**Given problem A:** In the notes on Postgres types exported to Parquet, copy the passage that begins at the words "You can also" and stops after "differently without rounding.".
**Given problem B:** According to the notes on Postgres types exported to Parquet, how is the `money` type stored?
**Given problem C:** Continue the notes on Postgres types exported to Parquet from the point where they stop.

You can also use environment variables `$PGPASSWORD` and `$PGUSER` for credentials.
You can use `$DATABASE_URL` variable to specify the full connection string.

## Supported types

* **Basic SQL types**: `text`, `char`, `varchar` and friends, all kinds of `int`s, `bool`, floating point numbers, `timestamp`, `timestamptz`, `date`, `time`, `uuid`
  * `interval` - interval has lower precision in Parquet (ms) than in Postgres (µs), so the conversion is lossy. There is an option `--interval-handling=struct` which serializes it differently without rounding.
* **Decimal numeric types**
	* `numeric` will have fixed precision according to the `--decimal-scale` and `--decimal-precision` parameters. Alternatively use `--numeric-handling` to write a float or string instead.
	* `money` is always a 64-bit decimal with 2 decimal places
* **`json` and `jsonb`**: by default serialized as a text field with the JSON. `--json-handling` option allows setting parquet LogicalType to [JSON]https://github.com/apache/parquet-format/blob/master/LogicalTypes.md#json, but the feature is not widely supported, thus it's disabled by default.
* **`xml`**: serialized as text
* **`macaddr` and `inet`**: by default written out in text representation. It's possible to serialize macaddr as bytes or Int64 using `--macaddr-handling` option.

**Supplied records:**
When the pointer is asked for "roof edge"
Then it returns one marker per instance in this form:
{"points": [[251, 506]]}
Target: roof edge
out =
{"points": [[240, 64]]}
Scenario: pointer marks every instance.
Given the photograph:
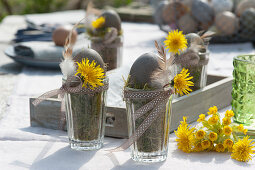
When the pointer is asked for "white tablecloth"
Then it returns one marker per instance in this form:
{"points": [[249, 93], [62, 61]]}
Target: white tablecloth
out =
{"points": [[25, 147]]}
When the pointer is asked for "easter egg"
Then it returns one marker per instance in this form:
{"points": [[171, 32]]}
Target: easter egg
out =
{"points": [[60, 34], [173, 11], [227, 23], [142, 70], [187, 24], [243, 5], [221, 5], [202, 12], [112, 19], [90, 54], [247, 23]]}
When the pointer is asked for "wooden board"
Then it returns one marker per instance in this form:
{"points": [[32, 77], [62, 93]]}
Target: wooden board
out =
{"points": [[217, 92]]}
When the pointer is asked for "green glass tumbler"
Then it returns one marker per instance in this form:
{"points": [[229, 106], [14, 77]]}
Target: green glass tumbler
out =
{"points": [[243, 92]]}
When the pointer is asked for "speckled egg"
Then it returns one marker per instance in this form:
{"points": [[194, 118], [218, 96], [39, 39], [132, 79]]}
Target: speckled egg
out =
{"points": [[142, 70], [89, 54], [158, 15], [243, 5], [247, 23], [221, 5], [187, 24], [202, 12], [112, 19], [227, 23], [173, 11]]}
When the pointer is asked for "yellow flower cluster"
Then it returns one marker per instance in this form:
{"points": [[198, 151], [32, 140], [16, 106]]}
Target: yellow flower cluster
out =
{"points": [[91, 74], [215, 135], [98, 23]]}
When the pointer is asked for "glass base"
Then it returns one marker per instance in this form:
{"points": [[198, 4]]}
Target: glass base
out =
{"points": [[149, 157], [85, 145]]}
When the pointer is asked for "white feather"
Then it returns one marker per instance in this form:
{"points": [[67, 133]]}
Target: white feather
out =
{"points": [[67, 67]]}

**Task answer A:**
You can also use environment variables `$PGPASSWORD` and `$PGUSER` for credentials.
You can use `$DATABASE_URL` variable to specify the full connection string.

## Supported types

* **Basic SQL types**: `text`, `char`, `varchar` and friends, all kinds of `int`s, `bool`, floating point numbers, `timestamp`, `timestamptz`, `date`, `time`, `uuid`
  * `interval` - interval has lower precision in Parquet (ms) than in Postgres (µs), so the conversion is lossy. There is an option `--interval-handling=struct` which serializes it differently without rounding.

**Task answer B:** It is always a 64-bit decimal with 2 decimal places.

**Task answer C:**
* **`bit` and `varbit`**: represented as text of `0` and `1`
* **[Enums]https://www.postgresql.org/docs/current/datatype-enum.html**
	* By default serialized as text, use `--enum-handling int` to serialize them as integers
* **[Ranges]https://www.postgresql.org/docs/current/rangetypes.html**
	- Serialized as `struct { lower: T, upper: T, lower_inclusive: bool, upper_inclusive: bool, is_empty: bool }`
* **[Arrays]https://www.postgresql.org/docs/current/arrays.html**
	- Serialized as parquet List
	- Always serialized as single-dimensional arrays, and information about starting index is dropped
* **[Composite Types]https://www.postgresql.org/docs/current/rowtypes.html**
	- Serialized as Parquet struct type
* **[pgvector extension types]git@github.com:exyi/pg2parquet.git**
	- Dense vectors are written as parquet List
	- Sparse vectors are written as `Map[int -> float]`

## Known Limitations (and workarounds)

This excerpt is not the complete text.